> What is expected: Return every one of the entries below verbatim, line for line.

> Material for this task:
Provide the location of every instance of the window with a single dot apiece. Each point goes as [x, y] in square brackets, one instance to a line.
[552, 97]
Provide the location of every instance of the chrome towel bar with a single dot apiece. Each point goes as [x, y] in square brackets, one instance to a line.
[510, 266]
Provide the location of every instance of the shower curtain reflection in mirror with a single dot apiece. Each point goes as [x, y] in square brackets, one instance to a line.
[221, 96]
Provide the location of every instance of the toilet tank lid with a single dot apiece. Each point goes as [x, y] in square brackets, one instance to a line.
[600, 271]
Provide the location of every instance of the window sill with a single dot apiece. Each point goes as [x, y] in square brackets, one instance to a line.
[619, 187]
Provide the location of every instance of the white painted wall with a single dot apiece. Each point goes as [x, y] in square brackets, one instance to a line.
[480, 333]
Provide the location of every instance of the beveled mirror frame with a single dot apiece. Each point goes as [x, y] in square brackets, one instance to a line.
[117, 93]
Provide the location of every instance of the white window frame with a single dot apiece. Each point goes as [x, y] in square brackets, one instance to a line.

> Solution:
Provide the location of every instance of the window with a single dot apiece. Each point goes as [x, y] in square brackets, one instance to a line.
[552, 97]
Provide the location of every instance of the chrome towel bar with a single dot apiece. Each point goes as [x, y] in square brackets, one instance to a line.
[510, 266]
Provide the location of every instance of the shower curtain reflection in mirror with a single dot apiece. Each point goes as [x, y] in square brackets, one instance to a line.
[221, 96]
Provide the location of every instance of the toilet tank lid with a single dot apiece. Each point goes as [x, y] in square brackets, one instance to a line.
[600, 271]
Provide the location of every instance of the window sill with a single dot apiece. Each point goes as [x, y] in square brackets, one instance to a line.
[619, 187]
Provide the location of every instance of the white painted wall with a single dot apiece. Each point goes as [x, y] in square brackets, one instance to a line.
[480, 333]
Provide the location of every instance of the beveled mirror frame with a single dot apiece. Each point goes as [x, y] in square brackets, one instance to a line.
[117, 93]
Provide the location of every instance of the white window frame with a single dot apiece. Each point goes as [x, y] in square brackets, one instance to a line.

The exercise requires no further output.